Object point labels:

>>>>>

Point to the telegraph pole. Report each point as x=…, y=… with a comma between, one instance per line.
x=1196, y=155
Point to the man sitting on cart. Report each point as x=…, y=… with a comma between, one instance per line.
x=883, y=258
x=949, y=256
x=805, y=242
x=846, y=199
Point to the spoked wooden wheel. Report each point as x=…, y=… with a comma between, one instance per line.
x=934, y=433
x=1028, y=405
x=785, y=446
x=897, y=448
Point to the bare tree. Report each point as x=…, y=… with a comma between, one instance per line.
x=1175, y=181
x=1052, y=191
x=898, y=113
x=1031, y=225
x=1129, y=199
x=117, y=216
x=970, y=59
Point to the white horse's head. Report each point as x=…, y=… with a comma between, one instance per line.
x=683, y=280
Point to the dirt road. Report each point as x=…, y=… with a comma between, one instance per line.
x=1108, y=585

<<<<<

## Set task
Reproduce the material precisely, including every line.

## Solution to this exercise
Point to the telegraph pole. Report each point as x=…, y=… with a comma between, one instance per line.
x=1196, y=155
Point to the man sitting on cart. Report each point as x=…, y=… with a comma between, one instance per line.
x=883, y=258
x=949, y=256
x=805, y=242
x=846, y=199
Point to the spoked wooden wheel. Report each point as x=…, y=… with a comma between, one instance per line.
x=934, y=433
x=1028, y=405
x=785, y=446
x=897, y=448
Point to the bare tree. Report each point as x=…, y=… with a comma between, one instance per line.
x=1175, y=181
x=1052, y=191
x=898, y=113
x=1031, y=225
x=1129, y=199
x=117, y=216
x=970, y=59
Point to the white horse's head. Report each point as x=…, y=… with a comma between, one instance per line.
x=683, y=280
Point to the dirt road. Report each point as x=…, y=… with a comma between, one instance per line.
x=1108, y=585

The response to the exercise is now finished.